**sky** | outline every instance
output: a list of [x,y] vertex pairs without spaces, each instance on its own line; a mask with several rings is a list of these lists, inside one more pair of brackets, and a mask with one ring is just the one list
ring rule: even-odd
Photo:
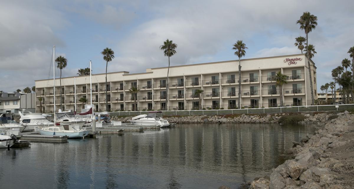
[[352,0],[1,1],[0,90],[52,78],[53,45],[68,60],[62,77],[77,75],[90,60],[93,73],[104,73],[100,52],[107,47],[115,56],[108,72],[166,66],[159,48],[167,39],[178,45],[171,66],[236,60],[239,40],[248,48],[245,59],[299,54],[295,38],[305,35],[296,22],[306,11],[318,19],[309,42],[317,52],[319,89],[350,59],[353,7]]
========
Render the lines above as a JSON list of strings, with one string per line. Skip blank lines and leave the pictures out.

### CORRECT RESPONSE
[
  "**sky** | outline every instance",
  "output: a list of [x,y] vertex pairs without spaces, each instance on its own line; a mask with several rings is a list of these lists, inside one more pair of brackets, and a mask with one ring is just the one list",
  "ring rule: even-odd",
  "Photo:",
  "[[352,0],[1,1],[0,90],[52,78],[53,45],[68,60],[62,77],[77,75],[90,60],[93,73],[104,73],[100,52],[107,47],[115,56],[108,72],[166,66],[159,48],[167,39],[178,45],[171,66],[236,60],[239,40],[248,48],[245,59],[299,54],[295,38],[305,35],[296,22],[306,11],[318,19],[309,42],[317,52],[319,89],[350,59],[353,7]]"
]